(Given data)

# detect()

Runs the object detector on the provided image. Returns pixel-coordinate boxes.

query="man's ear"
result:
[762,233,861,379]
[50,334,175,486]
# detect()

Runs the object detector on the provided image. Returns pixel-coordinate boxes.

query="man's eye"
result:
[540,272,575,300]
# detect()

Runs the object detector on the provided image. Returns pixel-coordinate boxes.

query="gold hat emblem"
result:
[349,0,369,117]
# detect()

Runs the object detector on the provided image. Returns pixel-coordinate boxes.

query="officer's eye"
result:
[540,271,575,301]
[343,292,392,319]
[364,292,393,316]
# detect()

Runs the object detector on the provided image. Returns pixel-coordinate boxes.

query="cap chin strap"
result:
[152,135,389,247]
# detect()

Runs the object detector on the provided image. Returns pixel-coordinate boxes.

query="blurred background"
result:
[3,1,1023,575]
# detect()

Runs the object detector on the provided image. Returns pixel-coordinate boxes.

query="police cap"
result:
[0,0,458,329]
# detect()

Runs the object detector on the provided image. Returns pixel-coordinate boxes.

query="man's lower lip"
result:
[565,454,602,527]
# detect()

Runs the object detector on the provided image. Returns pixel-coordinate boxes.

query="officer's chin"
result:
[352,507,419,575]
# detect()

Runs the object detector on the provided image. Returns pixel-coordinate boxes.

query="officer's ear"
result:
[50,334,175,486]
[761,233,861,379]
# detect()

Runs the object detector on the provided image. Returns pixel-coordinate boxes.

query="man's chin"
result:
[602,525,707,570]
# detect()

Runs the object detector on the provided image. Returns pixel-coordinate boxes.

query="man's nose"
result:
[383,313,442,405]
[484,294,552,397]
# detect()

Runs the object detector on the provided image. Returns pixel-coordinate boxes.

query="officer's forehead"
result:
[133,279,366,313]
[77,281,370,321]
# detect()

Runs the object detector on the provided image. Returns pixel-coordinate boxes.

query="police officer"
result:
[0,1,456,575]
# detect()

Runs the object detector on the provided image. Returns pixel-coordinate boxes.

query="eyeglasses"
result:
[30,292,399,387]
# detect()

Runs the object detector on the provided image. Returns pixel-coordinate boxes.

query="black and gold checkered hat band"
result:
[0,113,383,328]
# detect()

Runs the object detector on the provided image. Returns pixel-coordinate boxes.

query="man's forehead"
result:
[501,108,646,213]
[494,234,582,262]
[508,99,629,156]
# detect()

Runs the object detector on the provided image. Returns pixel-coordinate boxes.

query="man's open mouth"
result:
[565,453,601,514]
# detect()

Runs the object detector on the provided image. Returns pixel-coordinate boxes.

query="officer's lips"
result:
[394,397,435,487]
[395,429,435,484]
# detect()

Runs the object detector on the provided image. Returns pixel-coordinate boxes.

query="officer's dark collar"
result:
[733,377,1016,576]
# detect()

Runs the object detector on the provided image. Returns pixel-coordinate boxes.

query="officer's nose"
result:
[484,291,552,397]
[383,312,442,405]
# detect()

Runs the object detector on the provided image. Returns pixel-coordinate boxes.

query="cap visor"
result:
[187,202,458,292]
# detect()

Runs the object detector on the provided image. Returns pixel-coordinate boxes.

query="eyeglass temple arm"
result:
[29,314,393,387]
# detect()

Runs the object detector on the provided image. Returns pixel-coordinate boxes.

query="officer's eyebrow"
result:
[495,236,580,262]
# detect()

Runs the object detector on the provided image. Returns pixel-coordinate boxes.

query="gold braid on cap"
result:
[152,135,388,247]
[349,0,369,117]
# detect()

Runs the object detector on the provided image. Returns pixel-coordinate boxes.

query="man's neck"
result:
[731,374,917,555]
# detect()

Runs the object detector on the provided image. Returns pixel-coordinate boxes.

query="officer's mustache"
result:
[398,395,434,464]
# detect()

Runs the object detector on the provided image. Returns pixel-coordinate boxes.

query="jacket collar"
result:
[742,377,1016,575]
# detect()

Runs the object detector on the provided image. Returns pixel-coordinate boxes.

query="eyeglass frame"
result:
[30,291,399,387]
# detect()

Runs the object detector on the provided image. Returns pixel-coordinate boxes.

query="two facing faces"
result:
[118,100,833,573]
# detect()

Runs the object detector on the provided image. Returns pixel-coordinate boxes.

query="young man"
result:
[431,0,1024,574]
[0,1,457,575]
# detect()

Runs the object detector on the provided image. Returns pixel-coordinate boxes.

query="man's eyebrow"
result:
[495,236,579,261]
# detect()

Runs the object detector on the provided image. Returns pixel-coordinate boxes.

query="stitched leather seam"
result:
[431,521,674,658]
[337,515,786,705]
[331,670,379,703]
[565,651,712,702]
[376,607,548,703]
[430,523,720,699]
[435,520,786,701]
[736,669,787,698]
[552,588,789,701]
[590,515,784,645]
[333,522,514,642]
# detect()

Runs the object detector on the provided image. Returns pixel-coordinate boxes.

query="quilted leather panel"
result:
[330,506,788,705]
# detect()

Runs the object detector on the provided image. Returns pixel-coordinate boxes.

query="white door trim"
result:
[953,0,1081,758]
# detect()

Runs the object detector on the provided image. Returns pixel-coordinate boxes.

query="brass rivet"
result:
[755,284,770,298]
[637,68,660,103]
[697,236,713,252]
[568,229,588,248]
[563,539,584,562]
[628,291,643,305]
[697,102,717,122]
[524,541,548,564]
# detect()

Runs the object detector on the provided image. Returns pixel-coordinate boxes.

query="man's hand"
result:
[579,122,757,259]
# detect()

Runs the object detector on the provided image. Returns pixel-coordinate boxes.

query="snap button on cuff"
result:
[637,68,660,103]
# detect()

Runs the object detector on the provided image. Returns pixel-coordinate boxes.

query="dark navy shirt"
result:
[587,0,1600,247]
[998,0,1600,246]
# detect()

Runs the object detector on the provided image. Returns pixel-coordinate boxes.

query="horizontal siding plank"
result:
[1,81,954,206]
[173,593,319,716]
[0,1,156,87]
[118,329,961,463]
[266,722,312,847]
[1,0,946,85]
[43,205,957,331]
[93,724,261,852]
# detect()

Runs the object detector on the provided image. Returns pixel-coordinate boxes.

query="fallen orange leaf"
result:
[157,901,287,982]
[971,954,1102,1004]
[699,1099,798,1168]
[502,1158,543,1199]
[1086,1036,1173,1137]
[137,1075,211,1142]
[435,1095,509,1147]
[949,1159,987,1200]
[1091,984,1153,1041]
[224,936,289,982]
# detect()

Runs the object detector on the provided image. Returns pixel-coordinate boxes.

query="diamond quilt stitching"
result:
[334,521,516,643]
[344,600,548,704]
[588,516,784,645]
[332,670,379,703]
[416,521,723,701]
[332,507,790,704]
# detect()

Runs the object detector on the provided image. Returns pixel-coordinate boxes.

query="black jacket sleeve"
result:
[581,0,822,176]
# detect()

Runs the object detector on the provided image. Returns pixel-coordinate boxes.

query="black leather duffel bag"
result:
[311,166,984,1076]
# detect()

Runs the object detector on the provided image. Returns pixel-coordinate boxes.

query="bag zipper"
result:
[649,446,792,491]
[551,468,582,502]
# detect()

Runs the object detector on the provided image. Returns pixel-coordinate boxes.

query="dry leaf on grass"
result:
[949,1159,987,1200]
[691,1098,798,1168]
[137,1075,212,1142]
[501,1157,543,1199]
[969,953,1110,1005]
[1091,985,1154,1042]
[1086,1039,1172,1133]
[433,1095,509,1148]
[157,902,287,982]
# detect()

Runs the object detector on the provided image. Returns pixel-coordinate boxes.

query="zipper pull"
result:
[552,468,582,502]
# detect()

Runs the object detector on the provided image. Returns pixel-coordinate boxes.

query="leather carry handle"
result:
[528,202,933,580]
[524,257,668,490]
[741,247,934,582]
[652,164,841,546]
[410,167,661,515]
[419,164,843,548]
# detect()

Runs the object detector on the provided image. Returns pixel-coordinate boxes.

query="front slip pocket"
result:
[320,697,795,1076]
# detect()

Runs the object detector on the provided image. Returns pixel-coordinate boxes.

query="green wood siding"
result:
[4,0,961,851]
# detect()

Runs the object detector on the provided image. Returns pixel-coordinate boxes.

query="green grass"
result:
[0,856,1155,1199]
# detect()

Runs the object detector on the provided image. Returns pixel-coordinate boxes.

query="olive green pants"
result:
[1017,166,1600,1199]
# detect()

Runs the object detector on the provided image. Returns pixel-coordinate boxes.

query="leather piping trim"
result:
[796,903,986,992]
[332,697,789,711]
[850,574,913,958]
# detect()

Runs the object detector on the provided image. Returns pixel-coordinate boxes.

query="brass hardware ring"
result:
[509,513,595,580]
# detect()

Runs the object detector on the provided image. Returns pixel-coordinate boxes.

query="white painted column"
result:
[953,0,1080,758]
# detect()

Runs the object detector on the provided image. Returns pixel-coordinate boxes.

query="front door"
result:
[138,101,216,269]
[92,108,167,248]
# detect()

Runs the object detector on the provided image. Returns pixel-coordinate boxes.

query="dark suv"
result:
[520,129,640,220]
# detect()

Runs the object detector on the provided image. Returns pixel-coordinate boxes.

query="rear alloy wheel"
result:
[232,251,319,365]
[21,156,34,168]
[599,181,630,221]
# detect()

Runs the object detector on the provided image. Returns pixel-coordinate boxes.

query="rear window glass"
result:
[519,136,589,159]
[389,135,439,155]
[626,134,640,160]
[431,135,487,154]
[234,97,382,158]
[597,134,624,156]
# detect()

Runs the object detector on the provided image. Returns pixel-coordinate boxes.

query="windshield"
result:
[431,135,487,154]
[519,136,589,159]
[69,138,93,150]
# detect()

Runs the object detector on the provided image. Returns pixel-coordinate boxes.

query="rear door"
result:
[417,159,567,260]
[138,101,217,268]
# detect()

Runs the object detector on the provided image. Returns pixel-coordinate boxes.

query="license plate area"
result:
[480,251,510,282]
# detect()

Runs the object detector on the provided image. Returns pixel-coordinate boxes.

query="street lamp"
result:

(End Given data)

■ What the task asks ■
Filter the records down to the lines containing the word "dark", and copy those.

■ Task output ■
query="officer's dark collar"
query="dark navy shirt"
query="dark suv"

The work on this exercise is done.